=== Tujuan Tugas a ===
Cetak persis bagian teks tentang Pulau Komodo di bawah ini, mulai dari "Mencermati Polah Buaya" sampai dengan "harus saling teriak.".

=== Teks Bacaan ===
====

Mencermati Polah Buaya Darat di Pulau Komodo

Dermaga Pulau Komodo

Perairan Flores sedang kacau. Berkali-kali terpal harus diturunkan menutupi bagian kapal. Menghindari percikan air laut tumpah ke geladak. Rupanya, ini juga didukung dengan angin laut yang kencang. Cuaca panas, memang. Tapi sepertinya dua hal di atas sudah terbiasa berlalu lalang di perairan lepas Suku Bajo. Berkali-kali pula penumpangnya harus rela melantai berlindung di balik bangku. Ombak tinggi. Dua-tiga meter.

"Ini belum seberapa, Mbak." Anak buah kapal bertutur kencang. Deru mesin kapal membuat komunikasi kami harus saling teriak.

Penumpangnya terkekeh, mempererat jaket masing-masing. Anginnya buruk.

"Mbak, kita nanti ambil jalur pendek saja ya. Ombak jelek." Kali ini Sang Kapten berteriak. Lalu diamini oleh dua pelanggannya.

Terserah Bapak sajalah. Batin mereka.

Ombak semakin menjadi, tak peduli kapal tengah mencoba melepas jangkar. Menggoncang kapal tak tahu diri. Sementara penumpangnya terhuyung-huyung getir. Satu di antaranya tertawa.

====

=== Data yang Diberikan ===
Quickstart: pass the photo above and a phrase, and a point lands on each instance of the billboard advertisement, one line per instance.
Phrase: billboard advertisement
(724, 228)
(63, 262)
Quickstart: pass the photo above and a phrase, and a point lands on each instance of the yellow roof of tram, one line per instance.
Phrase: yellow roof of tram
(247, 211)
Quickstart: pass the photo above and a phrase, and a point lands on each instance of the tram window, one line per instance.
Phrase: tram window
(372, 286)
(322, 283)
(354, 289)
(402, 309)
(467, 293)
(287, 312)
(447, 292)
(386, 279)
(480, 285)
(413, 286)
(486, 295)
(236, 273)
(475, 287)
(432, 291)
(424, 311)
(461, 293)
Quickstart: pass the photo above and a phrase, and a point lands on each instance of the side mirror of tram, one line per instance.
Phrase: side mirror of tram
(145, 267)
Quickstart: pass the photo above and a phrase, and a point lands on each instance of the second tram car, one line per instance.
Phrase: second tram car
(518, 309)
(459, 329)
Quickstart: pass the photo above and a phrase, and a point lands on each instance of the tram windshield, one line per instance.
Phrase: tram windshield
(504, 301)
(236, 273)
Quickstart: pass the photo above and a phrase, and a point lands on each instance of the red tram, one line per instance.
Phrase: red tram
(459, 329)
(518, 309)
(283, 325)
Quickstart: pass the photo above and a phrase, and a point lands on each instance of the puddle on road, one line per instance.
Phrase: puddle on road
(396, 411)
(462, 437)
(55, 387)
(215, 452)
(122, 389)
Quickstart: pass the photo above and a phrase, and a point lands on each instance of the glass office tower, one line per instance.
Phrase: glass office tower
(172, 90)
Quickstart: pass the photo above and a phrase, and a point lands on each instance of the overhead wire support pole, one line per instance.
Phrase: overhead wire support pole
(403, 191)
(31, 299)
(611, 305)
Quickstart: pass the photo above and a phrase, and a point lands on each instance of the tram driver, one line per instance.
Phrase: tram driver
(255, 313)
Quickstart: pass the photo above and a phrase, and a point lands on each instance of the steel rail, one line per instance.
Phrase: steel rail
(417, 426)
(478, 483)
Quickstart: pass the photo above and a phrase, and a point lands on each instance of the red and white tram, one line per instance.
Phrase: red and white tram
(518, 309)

====

=== Tujuan Tugas b ===
Tampilkan ulang tanpa perubahan baris-baris entri di atas, mulai dari baris yang memuat "windshield, one line per instance." sampai dengan baris terakhir entri.

=== Jawaban Lengkap a ===
Mencermati Polah Buaya Darat di Pulau Komodo

Dermaga Pulau Komodo

Perairan Flores sedang kacau. Berkali-kali terpal harus diturunkan menutupi bagian kapal. Menghindari percikan air laut tumpah ke geladak. Rupanya, ini juga didukung dengan angin laut yang kencang. Cuaca panas, memang. Tapi sepertinya dua hal di atas sudah terbiasa berlalu lalang di perairan lepas Suku Bajo. Berkali-kali pula penumpangnya harus rela melantai berlindung di balik bangku. Ombak tinggi. Dua-tiga meter.

"Ini belum seberapa, Mbak." Anak buah kapal bertutur kencang. Deru mesin kapal membuat komunikasi kami harus saling teriak.

=== Jawaban Lengkap b ===
Quickstart: pass the photo above and a phrase, and a point lands on each instance of the tram windshield, one line per instance.
Phrase: tram windshield
(504, 301)
(236, 273)
Quickstart: pass the photo above and a phrase, and a point lands on each instance of the red tram, one line per instance.
Phrase: red tram
(459, 329)
(518, 309)
(283, 325)
Quickstart: pass the photo above and a phrase, and a point lands on each instance of the puddle on road, one line per instance.
Phrase: puddle on road
(396, 411)
(462, 437)
(55, 387)
(215, 452)
(122, 389)
Quickstart: pass the photo above and a phrase, and a point lands on each instance of the glass office tower, one line per instance.
Phrase: glass office tower
(172, 90)
Quickstart: pass the photo above and a phrase, and a point lands on each instance of the overhead wire support pole, one line per instance.
Phrase: overhead wire support pole
(403, 191)
(31, 299)
(611, 305)
Quickstart: pass the photo above and a phrase, and a point lands on each instance of the tram driver, one line per instance.
Phrase: tram driver
(255, 313)
Quickstart: pass the photo above and a phrase, and a point lands on each instance of the steel rail, one line per instance.
Phrase: steel rail
(417, 426)
(478, 483)
Quickstart: pass the photo above and a phrase, and a point lands on each instance of the red and white tram, one line per instance.
Phrase: red and white tram
(518, 309)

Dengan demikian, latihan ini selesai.